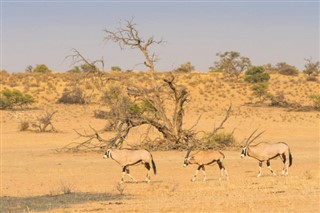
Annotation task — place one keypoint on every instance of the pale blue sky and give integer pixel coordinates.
(36, 32)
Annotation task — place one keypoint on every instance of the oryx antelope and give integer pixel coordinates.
(202, 158)
(127, 157)
(265, 151)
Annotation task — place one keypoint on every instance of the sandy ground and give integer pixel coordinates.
(35, 178)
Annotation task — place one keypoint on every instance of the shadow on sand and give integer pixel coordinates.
(50, 202)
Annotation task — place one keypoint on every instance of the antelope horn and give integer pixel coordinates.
(189, 150)
(247, 142)
(256, 137)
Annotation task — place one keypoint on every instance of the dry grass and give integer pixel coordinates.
(36, 179)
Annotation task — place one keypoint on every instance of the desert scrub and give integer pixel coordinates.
(220, 139)
(24, 125)
(14, 98)
(316, 101)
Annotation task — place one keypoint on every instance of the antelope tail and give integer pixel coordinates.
(154, 166)
(290, 158)
(223, 156)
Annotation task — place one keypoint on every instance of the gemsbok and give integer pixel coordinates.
(202, 158)
(127, 157)
(265, 151)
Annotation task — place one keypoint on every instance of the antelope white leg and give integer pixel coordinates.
(148, 177)
(226, 173)
(260, 165)
(132, 178)
(221, 173)
(195, 175)
(271, 171)
(205, 176)
(122, 178)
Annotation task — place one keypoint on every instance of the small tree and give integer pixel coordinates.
(256, 74)
(232, 64)
(115, 69)
(13, 98)
(73, 95)
(311, 68)
(186, 67)
(29, 68)
(316, 101)
(260, 90)
(286, 69)
(41, 68)
(129, 36)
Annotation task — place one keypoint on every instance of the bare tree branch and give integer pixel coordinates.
(128, 36)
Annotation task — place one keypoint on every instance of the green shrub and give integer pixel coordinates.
(13, 98)
(41, 68)
(286, 69)
(260, 90)
(222, 138)
(24, 125)
(186, 67)
(115, 69)
(73, 96)
(256, 74)
(316, 101)
(140, 108)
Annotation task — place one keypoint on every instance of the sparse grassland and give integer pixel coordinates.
(35, 178)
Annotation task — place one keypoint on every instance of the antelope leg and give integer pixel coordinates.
(204, 173)
(128, 173)
(260, 165)
(147, 165)
(195, 175)
(268, 165)
(221, 167)
(226, 173)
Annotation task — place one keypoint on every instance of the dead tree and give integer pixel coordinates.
(129, 36)
(43, 122)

■ ■ ■ ■

Your copy should match the entries exactly, minus the pictures.

Annotation task — place one keypoint on every instance of the pale blue sky and give integer pixel coordinates.
(36, 32)
Annotation task — place one keypoint on every instance of the oryx antelope and give integer pixel coordinates.
(202, 158)
(127, 157)
(265, 151)
Annotation task — place one keypoint on every instance of the sandy ground and give integer pixel coordinates.
(35, 178)
Annotation task — place one keypoint on every instance of the shadow on sand and give integer pixel coordinates.
(50, 202)
Annotation task — place one keypoint on every instance of the antelope horn and give integer pixel coordinates.
(189, 150)
(247, 142)
(256, 137)
Annotation task — place one keypoint on every instance of the dry grass and give integer pixel coordinates.
(36, 179)
Annotation task — place one keypoint on every instance of the desert scrub and give integer pixel coordinates.
(220, 139)
(24, 125)
(14, 98)
(316, 101)
Annotation task — place one keypoint on every instance of the antelope tail and give integer pixel coordinates.
(154, 166)
(290, 158)
(223, 156)
Annotation task — place one keypoint on every instance of the gemsbok and give integer pixel coordinates.
(202, 158)
(127, 157)
(265, 151)
Annotation task — place one keypoint on every instance of the antelope white leg and give integer pixel coordinates.
(148, 177)
(226, 173)
(260, 165)
(132, 178)
(221, 173)
(195, 175)
(271, 171)
(205, 176)
(122, 178)
Annotation task — place one keypoint on every instance of the small tree and give integer pixel coordinates.
(256, 74)
(232, 64)
(115, 69)
(13, 98)
(73, 95)
(311, 68)
(186, 67)
(29, 68)
(316, 101)
(260, 90)
(286, 69)
(41, 68)
(129, 36)
Annotation task — place one keypoint on every instance of the bare tree branch and give integer pixel coordinates.
(128, 36)
Annotation task — place one keypoint on every instance of the green shrub and give integer pixel coordinates.
(13, 98)
(41, 68)
(286, 69)
(260, 90)
(222, 138)
(24, 125)
(186, 67)
(115, 69)
(73, 96)
(256, 74)
(316, 101)
(140, 108)
Annotation task — place one keypoint on every instance of the sparse grassland and give integer pixel coordinates.
(35, 178)
Annotation task — place one keypoint on every instance of the antelope leg and give integer pixel coordinates.
(204, 173)
(128, 173)
(260, 165)
(147, 165)
(195, 175)
(268, 165)
(221, 167)
(226, 173)
Annotation task — place one keypoint on every instance of the dead tree and give integer pixel coordinates.
(129, 36)
(43, 122)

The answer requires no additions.